Aufgabenstellung. Zitieren Sie sämtliche nachstehenden Datensätze Zeile für Zeile wörtlich, lassen Sie dabei jedoch die Bilder weg.

Die Datensätze.
▼▼▼

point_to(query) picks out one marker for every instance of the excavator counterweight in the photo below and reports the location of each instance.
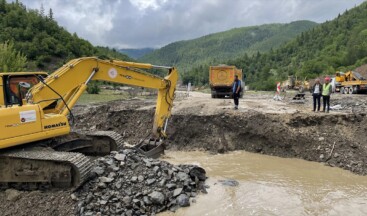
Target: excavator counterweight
(34, 117)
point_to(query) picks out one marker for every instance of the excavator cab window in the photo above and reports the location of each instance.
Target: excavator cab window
(16, 87)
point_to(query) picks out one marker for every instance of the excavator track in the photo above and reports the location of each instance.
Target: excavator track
(60, 162)
(95, 143)
(37, 169)
(118, 139)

▲▲▲

Ergebnis.
point_to(query) picks out one marker for every instance of the excavator counterweight in the photo below and reports the location of each instance.
Target: excavator counterweight
(34, 117)
point_to(query) picks out one marker for every instance of the excavator cab window in the photo above and reports the location of each instance.
Target: excavator cab window
(16, 87)
point_to(query) picks out one marker for every instance of the excavator track in the photo above and reports the location of each instance.
Target: excavator track
(60, 162)
(95, 143)
(37, 169)
(118, 139)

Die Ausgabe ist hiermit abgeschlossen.